**Set problem 1**
Convert the listing below into a JSON list of strings, one string per line and no entries for blank lines, running from the first line of the listing up to and including the line with "M408 543L404 540L402". Leave the pictures out of your answer.

━━ Reading passage ━━

President Obama just announced he’s keeping 8,400 troops in Afghanistan—but it’s time for the U.S. to withdraw fully.
Last Wednesday, President Obama once again delayed the withdrawal of U.S. troops from Afghanistan. Approximately 8,400 troops will remain in the country through the end of his presidency, he announced, rather than the 5,500 he committed to back in October 2015. Meanwhile, casualties continue to mount: Thousands of Afghan civilians were killed in 2015 alone.
It’s time to end the longest war in U.S. history. Begun less than a month after the 9/11 attacks, the war aimed to destroy the al-Qaeda network led by Osama bin Laden and take out the Taliban government that had provided them with safe haven. President Bush’s focus, however, was anything but narrow: “Our war on terror begins with al-Qaeda, but it does not end there,” he said shortly before the invasion.
“It will not end until every terrorist group of global reach has been found, stopped and defeated.”
American troops walk to inspect a reconstruction project in Afghanistan’s Kandahar province in 2012.
(The U.S. Army / Flickr)
Nearly 15 years and over $740 billion dollars later, there are few genuine successes the United States can claim as validation for its efforts. While an American withdrawal won’t remedy the problems of Afghanistan entirely, there’s good evidence to suggest our continued presence is making things worse.
Failed Military Strategies
This unending, costly war came in response to blowback from American policies in the region. According to the conventional history, we began aiding the mujahideen, a loose-knit assortment of Afghan Islamist guerrilla militants, in 1980, in response to the December 1979 Soviet invasion. (While Osama bin Laden arrived in Afghanistan in 1979 and was affiliated with a predominantly non-native mujahideen group at that time, the CIA maintains it only funded and armed indigenous Afghan rebels.)
The conventional history is wrong, at least according to a 1998 interview with Zbigniew Brzezinski, former National Security Advisor to President Jimmy Carter. Brzezinski told a French weekly that we decided to aid the mujahideen six months before the Soviet Union invaded Afghanistan, in July 1979, knowing this could help push the Soviets into a Vietnam-style conflict. When pressed about whether he felt any regret having provided aid and arms to Islamic fundamentalists, Brzezinski, three years before the 9/11 attacks, responded brusquely:
“What is more important in world history? … Some agitated Moslems or the liberation of Central Europe and the end of the Cold War?”
This strategy helped lead to the formation of the Taliban government, and ironically, now we are the ones ensnared in a perpetual, bloody and expensive Afghanistan conflict—all because of some “agitated Moslems.” There are 9,800 reported U.S. troops in Afghanistan (potentially more unreported, as there have been in Iraq), and with Wednesday’s announcement, we know that number is unlikely to go down much through the end of Obama’s presidency. While the President has formally declared that America is not engaged in a combat role, clashes between American forces and the Taliban continue.
Obama has also embraced drone warfare in Afghanistan, with the hope of more precise combat. According to the Bureau of Investigative Journalism, Afghanistan holds the ignominious distinction of being the “most drone-bombed country in the world.” But to what effect?
Michael Flynn, former Director of Intelligence in Afghanistan, had this to say: When a strike hits its target, “it makes us all feel good for 24 hours. And you know what? It doesn’t matter. It just makes them a martyr. They get replaced. It just created a new reason for them to fight us even harder.”

━━━
━━ Data lines ━━

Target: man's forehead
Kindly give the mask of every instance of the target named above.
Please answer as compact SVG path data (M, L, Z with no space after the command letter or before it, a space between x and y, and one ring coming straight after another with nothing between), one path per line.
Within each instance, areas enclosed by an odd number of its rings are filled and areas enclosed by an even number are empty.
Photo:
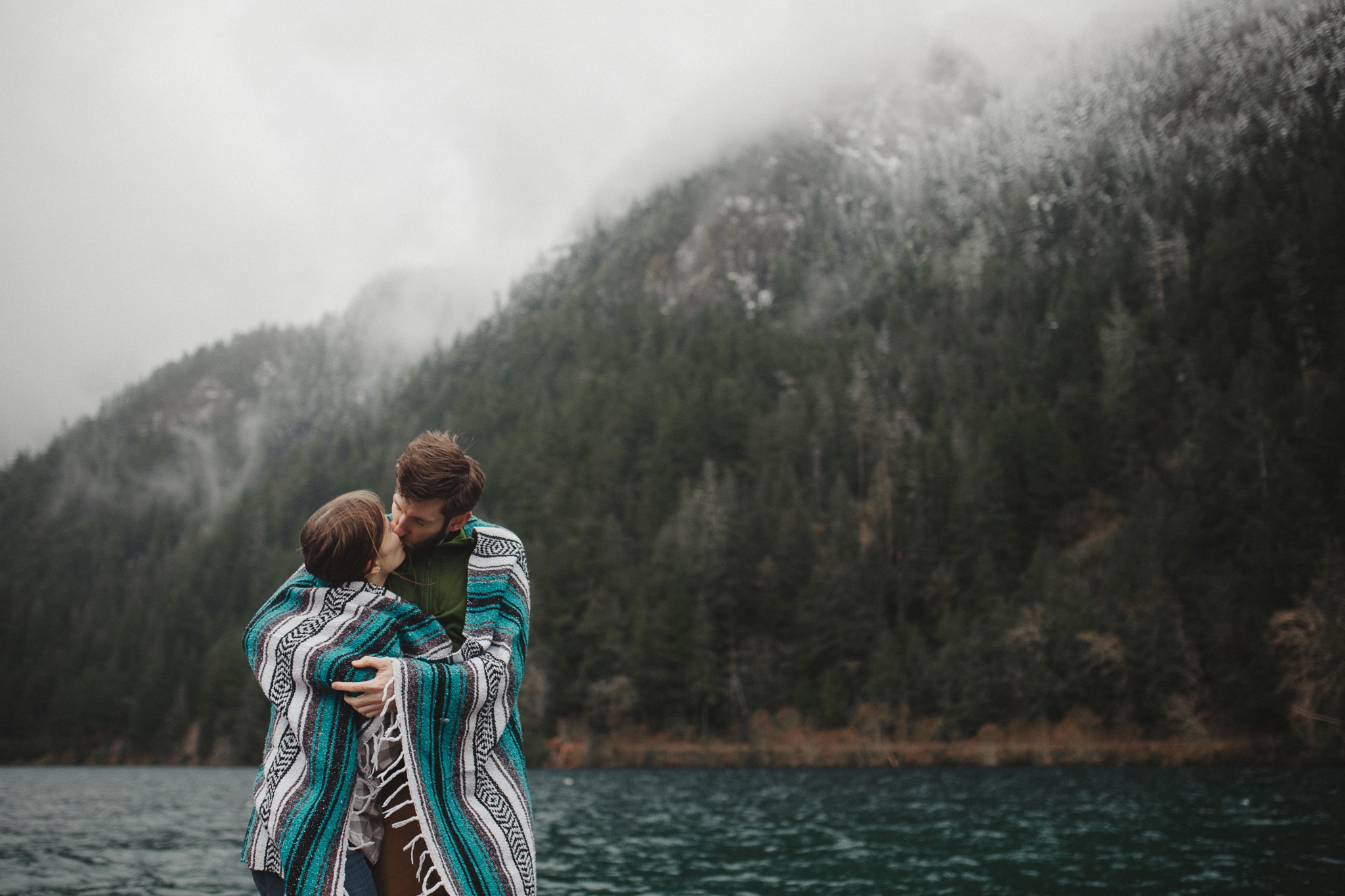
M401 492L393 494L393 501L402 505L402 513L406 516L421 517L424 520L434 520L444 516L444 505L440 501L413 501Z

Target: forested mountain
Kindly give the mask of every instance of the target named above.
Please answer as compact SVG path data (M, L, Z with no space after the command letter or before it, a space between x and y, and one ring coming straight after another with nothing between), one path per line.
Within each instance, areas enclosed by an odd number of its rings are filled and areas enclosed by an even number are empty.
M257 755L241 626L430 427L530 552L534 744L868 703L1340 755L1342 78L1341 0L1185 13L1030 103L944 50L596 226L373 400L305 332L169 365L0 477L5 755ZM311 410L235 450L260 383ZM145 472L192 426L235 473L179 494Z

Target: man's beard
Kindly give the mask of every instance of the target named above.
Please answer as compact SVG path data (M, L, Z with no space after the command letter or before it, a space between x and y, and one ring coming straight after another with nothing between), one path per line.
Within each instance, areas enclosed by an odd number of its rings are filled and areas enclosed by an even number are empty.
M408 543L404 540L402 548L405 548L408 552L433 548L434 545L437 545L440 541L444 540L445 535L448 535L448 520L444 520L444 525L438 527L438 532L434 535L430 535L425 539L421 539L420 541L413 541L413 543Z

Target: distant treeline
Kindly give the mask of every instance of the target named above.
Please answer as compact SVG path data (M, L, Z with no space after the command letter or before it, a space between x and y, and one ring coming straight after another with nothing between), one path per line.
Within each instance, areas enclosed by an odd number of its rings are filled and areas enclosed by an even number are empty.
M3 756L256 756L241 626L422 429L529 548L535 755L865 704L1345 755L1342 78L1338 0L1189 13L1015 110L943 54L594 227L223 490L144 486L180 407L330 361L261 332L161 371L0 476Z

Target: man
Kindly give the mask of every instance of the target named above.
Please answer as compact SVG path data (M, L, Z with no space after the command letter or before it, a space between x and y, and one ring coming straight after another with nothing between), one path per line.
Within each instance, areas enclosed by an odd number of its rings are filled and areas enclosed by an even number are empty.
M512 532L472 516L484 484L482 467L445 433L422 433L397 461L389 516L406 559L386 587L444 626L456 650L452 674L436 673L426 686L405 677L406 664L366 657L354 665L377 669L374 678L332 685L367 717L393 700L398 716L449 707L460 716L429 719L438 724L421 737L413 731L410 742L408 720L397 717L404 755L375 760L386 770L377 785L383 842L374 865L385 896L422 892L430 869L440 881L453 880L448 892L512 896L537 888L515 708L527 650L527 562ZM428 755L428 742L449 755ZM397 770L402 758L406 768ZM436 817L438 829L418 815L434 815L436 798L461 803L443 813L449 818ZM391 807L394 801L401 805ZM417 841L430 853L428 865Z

━━━

**Set problem 2**
In the article on the war in Afghanistan, how many troops had Obama committed to keeping there back in October 2015?

**Written response 1**
[
  "Target: man's forehead",
  "Kindly give the mask of every instance of the target named above.",
  "Please answer as compact SVG path data (M, L, Z with no space after the command letter or before it, a space between x and y, and one ring coming straight after another with nothing between), one path per line.",
  "Within each instance, areas enclosed by an odd number of its rings are filled and areas enclosed by an even number are empty.",
  "Photo:",
  "M401 492L393 494L393 501L402 505L402 513L406 516L421 517L424 520L434 520L444 516L444 505L440 501L413 501Z",
  "Target: forested mountain",
  "Kindly give the mask of every instance of the target named above.",
  "Please answer as compact SVG path data (M, L, Z with no space after the command letter or before it, a space between x and y, and one ring coming straight after another with nothing between), one path per line.",
  "Within each instance, areas enclosed by an odd number of its rings are filled and areas enclosed by an even number are empty.",
  "M257 755L241 626L430 427L530 552L534 744L868 703L1340 755L1342 78L1341 0L1185 13L1030 103L944 50L596 226L373 400L305 332L169 365L0 477L5 755ZM311 410L235 450L260 383ZM145 472L192 426L235 473L179 494Z",
  "Target: man's beard",
  "Kindly give the mask of every instance of the target named above.",
  "Please answer as compact SVG path data (M, L, Z with no space after the command letter or before it, a space between x and y, and one ring coming straight after another with nothing between), one path per line.",
  "Within each instance, areas enclosed by an odd number of its rings are filled and areas enclosed by an even number are empty.",
  "M408 543L404 540L402 548L405 548L408 552L433 548L434 545L437 545L440 541L444 540L445 535L448 535L448 520L444 520L444 525L438 527L438 532L434 535L430 535L425 539L421 539L420 541L413 541L413 543Z"
]

**Written response 2**
5,500